At this period the catholics of England had been gradually divided into two bands: the temporisers or schismatics who kept the faith but frequented the churches, and the avowed catholics who braved fine and imprisonment and refused to go to church. The jesuits were sent to bid the former class to separate themselves from the communion of the protestants and to forbear going to their churches. They came to separate what the queen wanted to unite, and accordingly she issued her proclamations warning the people against them as enemies of herself and of church and state. The pursuit was much hotter after Campion than after any of his brethren. Once when the pursuivants came upon him suddenly at the house of a gentleman in Lancashire, a maid-servant, to make them think he was merely one of the retainers, affected to be angry with him and pushed him into a pond. All this while he was engaged in writing his book against the protestants known as the ‘Decem Rationes.’ It was finished about Easter 1581, and sent to London for the approval of Parsons, who had a private printing-press. A number of copies were got ready for the commencement at Oxford in June; and when the audience assembled in St. Mary's Church, they found the benches strewn with the books. The title-page of the treatise bore the imprint of Douay, but the government were not long in ascertaining, by the examination of experts, that the work had been done in England.

Stored data |
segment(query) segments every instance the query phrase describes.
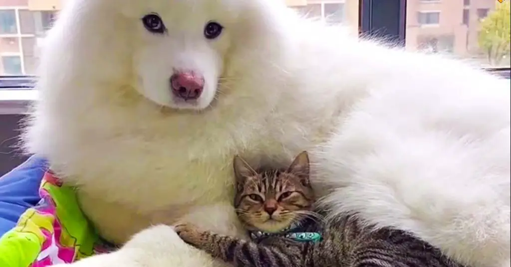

Exercise | Return the full passage about Campion and the jesuits in England, word for word.

Output of the exercise |
At this period the catholics of England had been gradually divided into two bands: the temporisers or schismatics who kept the faith but frequented the churches, and the avowed catholics who braved fine and imprisonment and refused to go to church. The jesuits were sent to bid the former class to separate themselves from the communion of the protestants and to forbear going to their churches. They came to separate what the queen wanted to unite, and accordingly she issued her proclamations warning the people against them as enemies of herself and of church and state. The pursuit was much hotter after Campion than after any of his brethren. Once when the pursuivants came upon him suddenly at the house of a gentleman in Lancashire, a maid-servant, to make them think he was merely one of the retainers, affected to be angry with him and pushed him into a pond. All this while he was engaged in writing his book against the protestants known as the ‘Decem Rationes.’ It was finished about Easter 1581, and sent to London for the approval of Parsons, who had a private printing-press. A number of copies were got ready for the commencement at Oxford in June; and when the audience assembled in St. Mary's Church, they found the benches strewn with the books. The title-page of the treatise bore the imprint of Douay, but the government were not long in ascertaining, by the examination of experts, that the work had been done in England.